Task goal => A faithful, complete copy of the records is required.

Record set =>
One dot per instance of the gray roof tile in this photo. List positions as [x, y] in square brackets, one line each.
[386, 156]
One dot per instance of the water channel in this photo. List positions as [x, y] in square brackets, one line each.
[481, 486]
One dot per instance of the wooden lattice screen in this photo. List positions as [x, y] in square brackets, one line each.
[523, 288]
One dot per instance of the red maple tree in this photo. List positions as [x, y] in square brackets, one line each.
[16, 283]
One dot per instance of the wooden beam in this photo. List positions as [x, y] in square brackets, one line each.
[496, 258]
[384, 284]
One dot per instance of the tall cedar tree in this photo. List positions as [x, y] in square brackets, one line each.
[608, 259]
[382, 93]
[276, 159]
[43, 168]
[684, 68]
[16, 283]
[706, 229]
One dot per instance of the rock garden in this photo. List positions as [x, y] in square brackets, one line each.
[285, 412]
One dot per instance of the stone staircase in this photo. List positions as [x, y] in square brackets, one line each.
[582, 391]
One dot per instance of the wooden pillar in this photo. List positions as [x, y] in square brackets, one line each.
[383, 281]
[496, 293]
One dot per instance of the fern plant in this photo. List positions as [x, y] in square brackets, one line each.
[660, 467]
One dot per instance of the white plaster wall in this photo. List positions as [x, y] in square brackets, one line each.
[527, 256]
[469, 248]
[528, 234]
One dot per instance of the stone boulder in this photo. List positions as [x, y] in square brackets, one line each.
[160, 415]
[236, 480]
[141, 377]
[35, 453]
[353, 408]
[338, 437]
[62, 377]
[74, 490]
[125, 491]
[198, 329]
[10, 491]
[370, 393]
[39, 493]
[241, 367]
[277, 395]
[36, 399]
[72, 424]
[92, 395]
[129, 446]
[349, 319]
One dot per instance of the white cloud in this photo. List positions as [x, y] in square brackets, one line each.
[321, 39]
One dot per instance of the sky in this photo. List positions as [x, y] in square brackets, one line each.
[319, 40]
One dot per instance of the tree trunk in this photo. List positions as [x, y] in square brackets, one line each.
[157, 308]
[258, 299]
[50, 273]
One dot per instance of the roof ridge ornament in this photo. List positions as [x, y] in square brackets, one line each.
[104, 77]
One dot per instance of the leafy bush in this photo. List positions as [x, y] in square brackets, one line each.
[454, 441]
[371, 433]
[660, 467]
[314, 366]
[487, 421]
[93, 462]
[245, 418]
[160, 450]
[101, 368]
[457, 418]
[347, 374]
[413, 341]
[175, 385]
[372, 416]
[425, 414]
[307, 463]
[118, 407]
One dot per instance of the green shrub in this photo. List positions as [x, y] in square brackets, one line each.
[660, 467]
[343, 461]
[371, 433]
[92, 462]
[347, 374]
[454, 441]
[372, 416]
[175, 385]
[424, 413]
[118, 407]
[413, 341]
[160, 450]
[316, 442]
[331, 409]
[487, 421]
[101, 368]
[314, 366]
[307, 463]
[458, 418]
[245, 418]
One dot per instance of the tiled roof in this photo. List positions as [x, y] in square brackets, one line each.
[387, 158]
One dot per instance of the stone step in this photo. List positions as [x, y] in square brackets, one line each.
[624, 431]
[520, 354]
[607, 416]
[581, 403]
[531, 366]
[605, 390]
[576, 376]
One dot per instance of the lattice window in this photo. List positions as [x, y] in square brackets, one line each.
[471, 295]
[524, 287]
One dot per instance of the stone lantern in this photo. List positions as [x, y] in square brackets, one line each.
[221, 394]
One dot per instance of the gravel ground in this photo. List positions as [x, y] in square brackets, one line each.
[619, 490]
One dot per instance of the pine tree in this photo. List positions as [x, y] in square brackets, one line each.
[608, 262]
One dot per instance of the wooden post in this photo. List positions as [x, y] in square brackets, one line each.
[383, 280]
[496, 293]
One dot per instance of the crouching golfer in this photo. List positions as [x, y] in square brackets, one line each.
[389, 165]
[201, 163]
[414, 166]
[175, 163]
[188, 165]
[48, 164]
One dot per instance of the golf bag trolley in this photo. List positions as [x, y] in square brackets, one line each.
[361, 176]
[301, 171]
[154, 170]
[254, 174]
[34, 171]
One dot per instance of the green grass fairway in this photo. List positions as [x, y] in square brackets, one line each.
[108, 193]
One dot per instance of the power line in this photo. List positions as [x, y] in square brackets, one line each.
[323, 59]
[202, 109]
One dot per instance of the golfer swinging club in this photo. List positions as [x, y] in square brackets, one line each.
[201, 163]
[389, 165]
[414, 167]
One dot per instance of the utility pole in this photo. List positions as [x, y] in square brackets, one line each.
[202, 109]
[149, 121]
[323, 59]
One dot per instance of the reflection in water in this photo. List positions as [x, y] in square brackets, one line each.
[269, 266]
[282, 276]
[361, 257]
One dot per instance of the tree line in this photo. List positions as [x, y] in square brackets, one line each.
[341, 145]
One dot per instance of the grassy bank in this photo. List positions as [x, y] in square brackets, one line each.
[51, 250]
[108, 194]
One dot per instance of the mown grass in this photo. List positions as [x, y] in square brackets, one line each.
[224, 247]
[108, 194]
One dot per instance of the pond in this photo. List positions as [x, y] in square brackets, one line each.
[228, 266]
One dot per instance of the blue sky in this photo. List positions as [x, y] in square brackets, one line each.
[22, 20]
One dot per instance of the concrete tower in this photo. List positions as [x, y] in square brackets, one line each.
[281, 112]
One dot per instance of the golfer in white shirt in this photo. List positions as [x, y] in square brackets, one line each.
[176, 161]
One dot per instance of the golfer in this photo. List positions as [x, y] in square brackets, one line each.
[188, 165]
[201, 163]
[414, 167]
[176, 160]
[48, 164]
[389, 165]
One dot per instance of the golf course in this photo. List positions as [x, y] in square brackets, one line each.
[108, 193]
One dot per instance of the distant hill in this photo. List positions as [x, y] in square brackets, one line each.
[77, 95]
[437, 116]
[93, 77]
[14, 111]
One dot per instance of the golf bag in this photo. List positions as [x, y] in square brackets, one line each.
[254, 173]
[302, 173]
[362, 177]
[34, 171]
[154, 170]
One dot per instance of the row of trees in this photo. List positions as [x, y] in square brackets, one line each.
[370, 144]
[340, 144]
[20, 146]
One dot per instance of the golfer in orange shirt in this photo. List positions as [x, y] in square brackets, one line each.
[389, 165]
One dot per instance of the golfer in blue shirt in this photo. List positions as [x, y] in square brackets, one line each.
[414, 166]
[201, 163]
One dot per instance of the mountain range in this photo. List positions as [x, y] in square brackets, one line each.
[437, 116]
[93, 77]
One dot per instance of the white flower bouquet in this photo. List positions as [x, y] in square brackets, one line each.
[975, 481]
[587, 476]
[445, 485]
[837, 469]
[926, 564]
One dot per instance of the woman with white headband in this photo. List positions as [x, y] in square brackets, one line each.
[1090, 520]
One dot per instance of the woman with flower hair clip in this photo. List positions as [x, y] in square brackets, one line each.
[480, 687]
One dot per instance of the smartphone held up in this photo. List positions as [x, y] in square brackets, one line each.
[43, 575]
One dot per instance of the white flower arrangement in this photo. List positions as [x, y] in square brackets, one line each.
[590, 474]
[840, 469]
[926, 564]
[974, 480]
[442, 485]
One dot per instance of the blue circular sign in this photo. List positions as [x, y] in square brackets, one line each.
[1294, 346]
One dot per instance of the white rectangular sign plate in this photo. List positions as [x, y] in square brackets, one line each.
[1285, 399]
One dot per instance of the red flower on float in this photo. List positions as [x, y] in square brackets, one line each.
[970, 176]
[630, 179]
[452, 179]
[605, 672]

Exercise response =>
One dot per instance of the gray roof tile in this photo. List positions as [x, y] in square brackets, one line each.
[386, 156]
One dot per instance of the water channel in this photo. List positions as [x, y] in square brackets, one line each.
[481, 486]
One dot per instance of the wooden lattice screen in this photo. List positions as [x, y] in square brackets, one line each.
[523, 288]
One dot per instance of the red maple tree in this photo. List positions as [x, y] in square brackets, one line each.
[16, 283]
One dot per instance of the wooden beam in this photo. List positions as [x, y] in square brackets, one line each.
[496, 258]
[384, 284]
One dot per instance of the tall cedar tree in this photo. List positions as [x, y] in square brackets, one line each.
[608, 259]
[382, 93]
[276, 159]
[43, 168]
[684, 68]
[16, 283]
[706, 229]
One dot per instance of the rock garden in this photo. List positions as [x, y] in square brackets, one line each.
[285, 412]
One dot per instance of the stone staircase in this photo. List positions as [x, y] in square brackets, one line each.
[582, 391]
One dot per instance of the wooden pillar in this photo. List positions as [x, y] in square brackets, one line each.
[383, 281]
[496, 293]
One dot per instance of the fern plant in this photo. List positions as [x, y] in square brackets, one line each.
[660, 467]
One dot per instance of the white plaster wall in this photo. List positions as [x, y] in square brackets, one line each.
[527, 256]
[469, 248]
[528, 234]
One dot per instance of the stone boulder in this photo. List positions as [x, y] in square brackets, one line each.
[160, 415]
[236, 480]
[141, 377]
[35, 453]
[353, 408]
[338, 437]
[62, 377]
[74, 490]
[125, 491]
[198, 329]
[10, 491]
[370, 393]
[39, 493]
[241, 367]
[277, 395]
[36, 399]
[72, 424]
[92, 395]
[129, 446]
[349, 319]
One dot per instance of the white cloud in this photo. List positions as [x, y] in square brackets, one line each.
[321, 39]
One dot per instance of the sky in this photo. List positions as [x, y] in square brackets, one line each.
[319, 40]
One dot per instance of the tree trunk in this photo. List positions as [x, y] in square brackets, one line each.
[157, 308]
[258, 299]
[50, 273]
One dot per instance of the roof ridge ornament in this photo. List positions as [x, y] in square brackets, one line each.
[104, 77]
One dot per instance of the leafy bush in this photo. List positions as [x, y] in square brackets, one line each.
[454, 441]
[371, 433]
[660, 467]
[314, 366]
[487, 421]
[93, 462]
[245, 418]
[160, 450]
[101, 368]
[457, 418]
[347, 374]
[413, 341]
[175, 385]
[372, 416]
[425, 414]
[307, 463]
[118, 407]
One dot per instance of the green shrub in this photo. List positions as [x, y] in square brackets, one line each.
[660, 467]
[343, 461]
[371, 433]
[92, 462]
[347, 374]
[454, 441]
[372, 416]
[175, 385]
[424, 413]
[118, 407]
[413, 341]
[160, 450]
[316, 442]
[331, 409]
[487, 421]
[101, 368]
[314, 366]
[307, 463]
[458, 418]
[245, 418]
One dot per instance of the tiled roof in this photo. List positions as [x, y] in square brackets, one line each.
[387, 158]
One dot per instance of the stone step in this photo. List positions as [x, y] in square brackets, one line each.
[624, 431]
[520, 354]
[607, 416]
[581, 403]
[531, 366]
[605, 390]
[576, 376]
One dot per instance of the lattice window in this photo. List positions as [x, y] in square brackets, one line each.
[471, 295]
[524, 287]
One dot per instance of the stone lantern in this photo. List positions as [x, y] in square brackets, one line each.
[221, 394]
One dot per instance of the gravel ground in this photo. List positions as [x, y] in square brackets, one line each.
[619, 490]
One dot per instance of the pine tree in this photo. List positions as [x, y] in square brackets, one line each.
[608, 262]
One dot per instance of the wooden post in this photo. List positions as [x, y] in square brackets, one line each.
[383, 280]
[496, 293]
One dot per instance of the crouching golfer in this photo. List positions as [x, y] in square brackets, one line each.
[389, 165]
[201, 163]
[414, 166]
[175, 163]
[188, 165]
[48, 164]
One dot per instance of the golf bag trolley in this photo. List positions as [x, y] in square brackets, one line each.
[361, 176]
[301, 171]
[154, 170]
[254, 174]
[34, 171]
One dot per instance of the green grass fairway in this photo. List positions as [x, y] in square brackets, one line each.
[108, 193]
One dot per instance of the power line in this photo. List positions as [x, y] in square brackets, one line each.
[323, 59]
[202, 109]
One dot per instance of the golfer swinging club in this photo. List positions as [x, y] in square brackets, one line each.
[201, 163]
[389, 165]
[414, 167]
One dot per instance of the utility pole in this photo. List positions as [x, y] in square brackets, one line each.
[202, 109]
[149, 121]
[323, 59]
One dot per instance of the reflection in water in this photo. List positions as [x, y] in square brackets, one line each.
[269, 266]
[282, 276]
[361, 257]
One dot per instance of the tree line in this photo. List positions as [x, y] in square brackets, one line each.
[341, 145]
One dot per instance of the grassy bank in this photo. List positions as [x, y] in square brackets, one line each.
[51, 250]
[108, 194]
One dot per instance of the mown grass in this photo. List positions as [x, y] in square brackets, one line each.
[224, 247]
[108, 194]
One dot per instance of the pond in this photo. List positions as [x, y] in square brackets, one line each.
[228, 266]
One dot per instance of the blue sky in this photo. List positions as [x, y] in square brackets, one line each.
[22, 20]
One dot per instance of the concrete tower in this photo. List positions as [x, y] in square brackets, one line each.
[281, 112]
One dot per instance of the golfer in white shirt in this photo. List positions as [x, y] in square brackets, one line each.
[176, 161]
One dot per instance of the golfer in this photo. List positions as [x, y] in square brackets, one line each.
[188, 165]
[201, 163]
[414, 167]
[176, 160]
[48, 164]
[389, 165]
One dot per instance of the golf course in this photo. List positions as [x, y] in square brackets, one line each.
[108, 193]
One dot per instance of the distant hill in this photo. List positions as [x, y] in square brackets, one line each.
[77, 95]
[437, 116]
[93, 77]
[14, 111]
One dot per instance of the golf bag in this photo. List positions as [x, y] in square brackets, one line each.
[254, 173]
[302, 173]
[362, 177]
[34, 171]
[154, 170]
One dot per instance of the row of trees in this photo. List positions as [x, y] in square brackets, one line each.
[370, 144]
[340, 144]
[20, 146]
One dot per instance of the golfer in orange shirt in this photo. List positions as [x, y] in square brackets, one line each.
[389, 165]
One dot per instance of the golfer in blue shirt in this photo. List positions as [x, y] in square brackets, one line each.
[414, 166]
[201, 163]
One dot per instance of the mountain range in this photo. List positions as [x, y] in square brackets, one line each.
[437, 116]
[93, 77]
One dot per instance of the white flower bouquet in this photo. List positions as [x, y] in square brackets, one line each.
[975, 481]
[587, 476]
[445, 485]
[837, 469]
[926, 564]
One dot per instance of the woman with white headband in this photo. List positions as [x, y] in square brackets, one line each.
[1090, 520]
One dot per instance of the woman with flower hair clip in this photo. List positions as [x, y] in square brackets, one line each.
[480, 687]
One dot per instance of the smartphone held up in this photo. List positions as [x, y] in square brackets, one line each.
[43, 575]
One dot per instance of the white flower arrangement in this photo. List positions as [x, y] in square brackets, one line each.
[590, 474]
[840, 469]
[926, 564]
[974, 480]
[442, 485]
One dot per instance of the blue circular sign in this photo. List positions as [x, y] in square brackets, one line each.
[1294, 346]
One dot per instance of the white rectangular sign plate in this photo. List positions as [x, y] in square brackets, one line each.
[1285, 399]
One dot per instance of the red flower on float in this photo. List positions as [x, y] in square brackets, one line each.
[970, 176]
[630, 179]
[452, 179]
[605, 672]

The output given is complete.